(Page text):
--- BEGIN ---

GCC Garbage

gcc uses garbage collection internally during the course of a compilation. I wasn’t too involved with gcc at the time that garbage collection was introduced, but I certainly saw the problems that it was trying to solve. Before garbage collection, gcc allocated memory using obstacks. An obstack is a memory allocation pool in which if you free an object you also free all more recently allocated objects. Obstacks are still used in gcc today. The issue before garbage collection was introduced was that all allocation was done on the current default obstack. There were several different obstacks with different lifetimes, and code would change the default back and forth. There was also code to copy data structures from one obstack to another in order to make it more permanent. It was very easy to introduce errors in which objects in a more permanent obstack pointed to objects in a more temporary obstack. This then lead to unpredictable memory crashes.

We can draw some lessons from this. If you are going to use memory pools in a complicated program, you must not use a default memory pool. All memory allocation must use an explicitly named pool. Otherwise you are going to get confused and the result will be dangling pointers.

Another lesson is that memory allocation is hard, but then we already knew that. Using a garbage collector resolves the memory allocation problem. However, you pay a fairly heavy price. Is it a price which gcc can afford to pay?

One answer is to observe that gcc’s garbage collector includes a ggc_free function. This function frees memory in the garbage collector. It is basically an assertion that there are no pointers to the memory. Any use of gcc_free in gcc’s code base is a case where the price of garbage collection was considered to be too high. Note that systems which are fully dedicated to garbage collection do not provide any equivalent to ggc_free. I count 24 uses of ggc_free in gcc’s code base today. Clearly in at least some cases developers feel that the cost of garbage collection is too high.

--- END ---

(Data extract):
--- BEGIN ---

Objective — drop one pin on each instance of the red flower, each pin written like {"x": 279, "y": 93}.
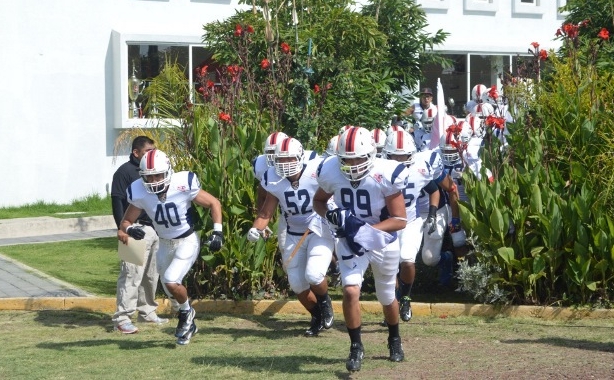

--- END ---

(Problems and tasks):
A – Answer these from the text on gcc garbage collection:
(i) Before garbage collection, what did gcc use to allocate memory?
(ii) In a complicated program with memory pools, what must all memory allocation use?
(iii) How many uses of ggc_free does the author count in gcc's code base?
B – Retype the part of the text on gcc garbage collection that begins at the words "We can draw" and stops after "afford to pay?".
You won't need the listing.

(Task results):
A –
(i) Obstacks.
(ii) An explicitly named pool.
(iii) 24.

B –
We can draw some lessons from this. If you are going to use memory pools in a complicated program, you must not use a default memory pool. All memory allocation must use an explicitly named pool. Otherwise you are going to get confused and the result will be dangling pointers.

Another lesson is that memory allocation is hard, but then we already knew that. Using a garbage collector resolves the memory allocation problem. However, you pay a fairly heavy price. Is it a price which gcc can afford to pay?